◆ ВЫБРАННЫЙ ФРАГМЕНТ

"""

Семен Новопрудский: Опять же есть такая вещь, которая тоже бросается в глаза - создан Совет по борьбе с коррупцией. И вот в этот Совет, который возглавляет президент, не входит премьер-министр. На самом деле, это принципиальная вещь. Потому что достаточно трудно себе представить...



Виталий Портников: Потому что это проект Медведева.



Семен Новопрудский: Потому что это вот именно самостоятельное... ну, понятно, что самостоятельное, несамостоятельное решение, но, так или иначе, это, действительно, сразу подается как самостоятельный проект. И если в России вообще будет реализован какой-то антикоррупционный план, или начнет реализовываться, - это как раз будет полный отход от курса, которому преемственность должен, по идее, обеспечить Дмитрий Медведев. То есть как раз Совет по борьбе с коррупцией – это псевдоним того, что здесь может потом исторически называться «оттепелью» или еще чем-то, если это случится или не случится. Но, в любом случае, когда мы говорим «Совет по борьбе с коррупцией» и видим его состав, то мы видим, что это, действительно, другие люди.


Кроме того, есть люди, которые пока вроде не светятся, но я, например, с придыханием слышу фамилию «Илья Петров». Вот говорят, что Илья Петров – это тот человек, который, действительно, чисто человек Медведева, который возглавлял Секретариат в правительстве, и что он совершенно вроде как не человек Путина. Действительно, Медведеву же очень трудно. Понятно, что если он 17 лет работал с Владимиром Владимировичем, если, собственно, все его два президентских срока находился на постах, так или иначе, очень близких к нему, и в общем, у них была во многом общая команда, то ему, конечно, не так просто свою команду вообще создать. Но то, что он ее пытается создавать, это видно. А что из этого получится, пока неясно.



Андрей Колесников: Но он создает еще свою силовую вертикаль. Вот ощущение от Совета по коррупции – что он хочет сформировать своих силовиков, перетянуть их на свою сторону.



Виталий Портников: Послушаем звонок. Владимир из Москвы, здравствуйте.



Слушатель: Здравствуйте. Я вот вашу передачу внимательно слушал, и у меня сложилось впечатление, что вы обсуждаете аппаратные интриги, и это называется, как мы говорим, мелкотемье. То есть вы дрязги какие-то судите, но не ухватываете самого главного, как мне кажется. Дело в том, что верхушка, элита, она прикарманила громадные средства российские, столь огромные, что даже удержать их – проблема. Я вот воспринимаю Медведева – как равновесную фигуру, которая в результате всех равнодействующих сил находится в каком-то равновесном положении. И все силы эти будут стремиться к тому, чтобы он из этого равновесия не выходил, потому что иначе он будет опасен и страшен для всех. Поэтому даже о коррупции, что что-то надо делать и такие обтекаемые слова... Вроде общество дает стимул, что надо, а не знает как. Потому что с себя же надо начинать, а этого не могут. Поэтому Медведев и Путин будут держаться в этом равновесии все четыре года спокойно, если в обществе не произойдут какие-то внутренние судороги, судорожные движения, которые могут это равновесие сбить. А так он всех устраивает. Милый, обтекаемый человек сидит себе в Кремле, и пусть сидит, никто его не трогает, и он никого не тронет. А что касается Путина, то Путин власть уже давно подбил. В крайнем случае, он легко (и недавно об этом Жириновский даже прозондировал почву в Госдуме) может перестроить государство на парламентскую республику, где формирует большинство, которое есть у Путина, правительство – и все. А Медведев будет как Калинин у Сталина. Все четко, все понятно. Главное – удержать огромные финансовые ресурсы в своих карманах.

"""

◆ ПРЕДОСТАВЛЕННЫЕ МАТЕРИАЛЫ
"""

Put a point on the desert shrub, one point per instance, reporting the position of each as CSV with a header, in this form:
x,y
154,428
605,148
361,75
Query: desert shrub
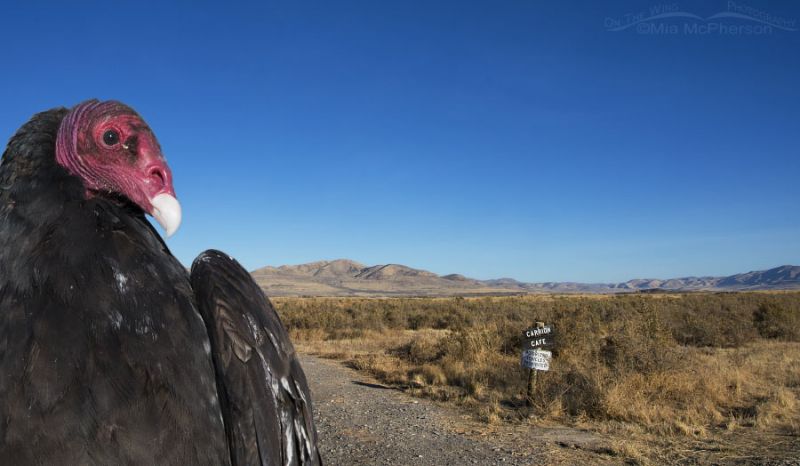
x,y
775,321
671,363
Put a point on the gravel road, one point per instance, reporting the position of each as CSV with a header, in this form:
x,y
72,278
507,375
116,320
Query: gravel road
x,y
362,422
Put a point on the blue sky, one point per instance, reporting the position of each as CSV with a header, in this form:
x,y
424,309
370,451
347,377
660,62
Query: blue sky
x,y
513,138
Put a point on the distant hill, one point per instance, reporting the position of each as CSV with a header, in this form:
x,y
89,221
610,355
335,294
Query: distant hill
x,y
345,277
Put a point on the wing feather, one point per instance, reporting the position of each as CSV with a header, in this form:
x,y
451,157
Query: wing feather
x,y
264,396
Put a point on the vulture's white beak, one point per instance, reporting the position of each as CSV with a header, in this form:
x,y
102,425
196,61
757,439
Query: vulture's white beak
x,y
167,212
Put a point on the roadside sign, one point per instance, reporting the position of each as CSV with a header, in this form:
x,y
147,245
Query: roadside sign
x,y
539,337
537,359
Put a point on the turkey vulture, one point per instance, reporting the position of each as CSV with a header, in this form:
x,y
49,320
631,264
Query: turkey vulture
x,y
110,352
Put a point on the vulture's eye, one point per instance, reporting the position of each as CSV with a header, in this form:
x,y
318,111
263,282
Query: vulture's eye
x,y
110,137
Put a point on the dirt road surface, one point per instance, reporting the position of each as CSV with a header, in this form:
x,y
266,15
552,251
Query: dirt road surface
x,y
362,422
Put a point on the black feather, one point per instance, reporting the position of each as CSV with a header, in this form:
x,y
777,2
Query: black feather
x,y
263,390
102,352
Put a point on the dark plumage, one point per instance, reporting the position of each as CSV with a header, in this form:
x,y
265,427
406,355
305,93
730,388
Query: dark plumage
x,y
104,357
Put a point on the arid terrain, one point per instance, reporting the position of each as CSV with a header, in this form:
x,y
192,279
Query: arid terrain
x,y
344,277
699,378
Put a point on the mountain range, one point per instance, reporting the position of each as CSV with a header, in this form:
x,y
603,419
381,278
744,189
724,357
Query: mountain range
x,y
344,277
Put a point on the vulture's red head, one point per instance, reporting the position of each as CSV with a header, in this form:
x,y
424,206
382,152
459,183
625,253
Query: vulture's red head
x,y
112,150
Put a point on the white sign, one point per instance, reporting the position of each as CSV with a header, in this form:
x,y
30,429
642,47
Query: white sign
x,y
537,359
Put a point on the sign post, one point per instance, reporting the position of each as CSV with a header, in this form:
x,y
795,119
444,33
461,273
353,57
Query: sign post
x,y
534,357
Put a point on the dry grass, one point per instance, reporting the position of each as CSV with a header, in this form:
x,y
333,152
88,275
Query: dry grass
x,y
684,366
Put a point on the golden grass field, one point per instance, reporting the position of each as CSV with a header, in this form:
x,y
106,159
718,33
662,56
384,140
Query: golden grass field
x,y
653,371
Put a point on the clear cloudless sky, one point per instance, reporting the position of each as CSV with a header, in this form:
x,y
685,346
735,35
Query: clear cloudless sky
x,y
492,139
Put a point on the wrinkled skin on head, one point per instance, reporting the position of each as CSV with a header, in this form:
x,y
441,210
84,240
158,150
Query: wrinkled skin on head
x,y
113,151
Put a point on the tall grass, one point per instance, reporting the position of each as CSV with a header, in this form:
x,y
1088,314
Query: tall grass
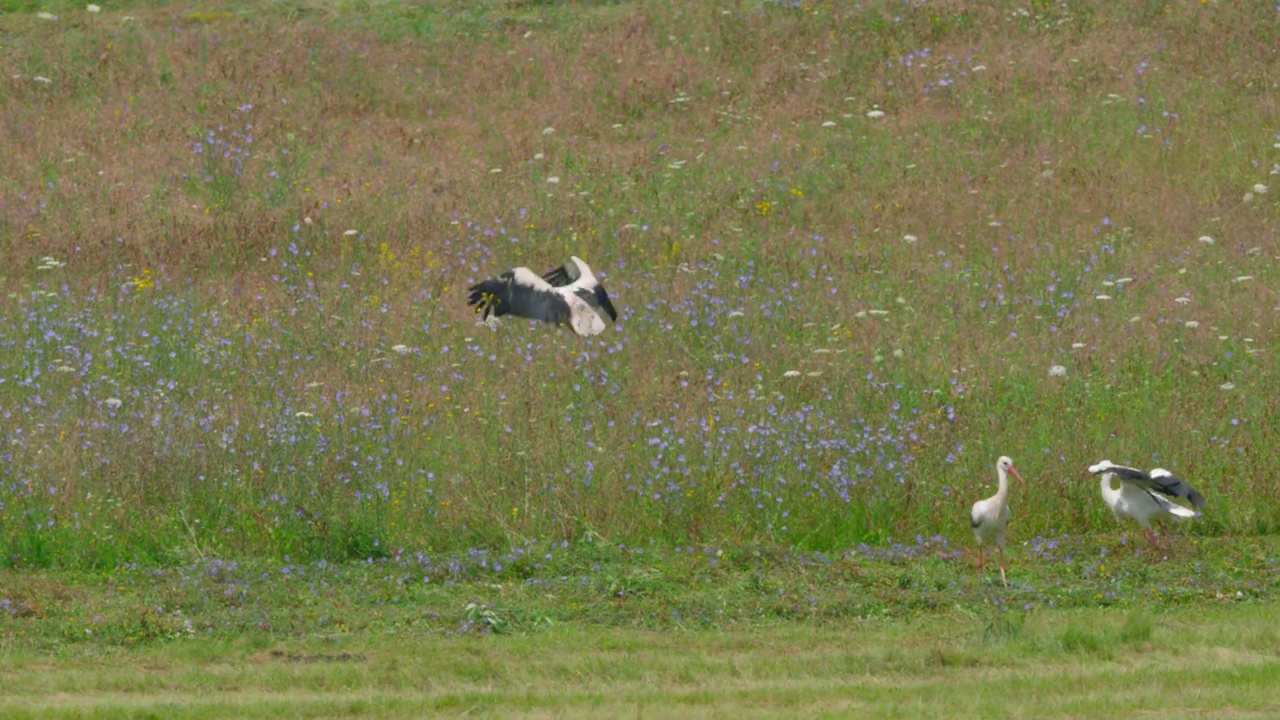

"""

◆ РАБОЧИЕ ЗАДАНИЯ
a: Перечислите, пожалуйста, всех, кто говорит во фрагменте.
b: Что, согласно фрагменту, возглавлял Илья Петров?
c: Определите, соответствуют ли фрагменту утверждения: (i) премьер-министр входит в Совет по борьбе с коррупцией; (ii) Совет по борьбе с коррупцией возглавляет президент; (iii) слушатель позвонил из Санкт-Петербурга.
Строки в этой работе не понадобятся.

◆ РЕШЁННЫЕ ЗАДАЧИ
a: Семен Новопрудский, Виталий Портников, Андрей Колесников, слушатель Владимир из Москвы.

b: Секретариат в правительстве.

c:
(i) Нет: «не входит премьер-министр».
(ii) Да: «который возглавляет президент».
(iii) Нет: «Владимир из Москвы».